---- DATASET

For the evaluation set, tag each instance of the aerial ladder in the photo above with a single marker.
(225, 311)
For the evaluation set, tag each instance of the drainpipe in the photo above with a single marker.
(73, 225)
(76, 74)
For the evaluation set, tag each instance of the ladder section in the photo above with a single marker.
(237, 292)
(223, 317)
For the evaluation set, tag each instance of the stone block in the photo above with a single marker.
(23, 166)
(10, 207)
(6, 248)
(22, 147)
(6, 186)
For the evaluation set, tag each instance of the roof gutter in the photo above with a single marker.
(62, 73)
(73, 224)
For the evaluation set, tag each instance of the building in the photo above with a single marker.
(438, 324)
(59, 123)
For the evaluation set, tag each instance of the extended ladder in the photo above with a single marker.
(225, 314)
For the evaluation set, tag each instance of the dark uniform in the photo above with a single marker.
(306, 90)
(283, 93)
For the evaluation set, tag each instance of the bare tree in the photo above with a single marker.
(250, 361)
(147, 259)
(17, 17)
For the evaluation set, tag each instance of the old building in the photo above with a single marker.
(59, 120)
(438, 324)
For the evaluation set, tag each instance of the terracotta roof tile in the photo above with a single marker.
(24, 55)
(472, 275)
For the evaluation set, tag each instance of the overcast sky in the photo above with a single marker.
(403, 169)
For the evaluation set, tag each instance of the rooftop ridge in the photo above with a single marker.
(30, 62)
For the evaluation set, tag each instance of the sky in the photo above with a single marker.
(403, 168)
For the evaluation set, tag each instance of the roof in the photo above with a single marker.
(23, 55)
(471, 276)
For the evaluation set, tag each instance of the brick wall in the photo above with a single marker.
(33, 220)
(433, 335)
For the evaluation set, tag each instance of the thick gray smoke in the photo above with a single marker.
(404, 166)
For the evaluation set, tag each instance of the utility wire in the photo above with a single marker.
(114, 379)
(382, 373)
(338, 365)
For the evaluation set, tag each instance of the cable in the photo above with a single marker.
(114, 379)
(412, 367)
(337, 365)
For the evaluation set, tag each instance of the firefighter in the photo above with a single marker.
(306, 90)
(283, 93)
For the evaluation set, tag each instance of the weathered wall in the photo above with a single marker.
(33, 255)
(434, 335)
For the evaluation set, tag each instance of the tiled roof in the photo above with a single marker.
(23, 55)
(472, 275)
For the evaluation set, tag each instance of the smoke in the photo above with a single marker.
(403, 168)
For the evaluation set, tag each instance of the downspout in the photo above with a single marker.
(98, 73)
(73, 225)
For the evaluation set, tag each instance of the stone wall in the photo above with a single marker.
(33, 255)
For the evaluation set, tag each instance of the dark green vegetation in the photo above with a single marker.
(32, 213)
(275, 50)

--------

- [WORK TO COMPLETE]: Every line from the one containing "For the evaluation set, tag each instance of the cable" through the last line of the entries must be written out verbatim, and no other line.

- [RESULT]:
For the evaluation set, tag each instance of the cable in the photo above with a single marker.
(114, 379)
(412, 367)
(337, 365)
For the evaluation set, tag each instance of the firefighter in the photo above with a single marker.
(306, 90)
(283, 93)
For the evaluation set, tag each instance of the weathered wall in the photo above with a single marker.
(33, 255)
(434, 335)
For the evaluation set, tag each instance of the tiled roof in the photo above with a single marker.
(23, 55)
(472, 275)
For the evaluation set, tag each instance of the smoke in the photo above with a single marker.
(403, 168)
For the evaluation set, tag each instance of the downspout in the photo above with a single marker.
(98, 73)
(73, 225)
For the evaluation set, tag each instance of the stone wall in the photo above with a single marker.
(33, 255)
For the evaluation set, tag each instance of the dark green vegetation in the photo above with a single marker.
(32, 213)
(275, 50)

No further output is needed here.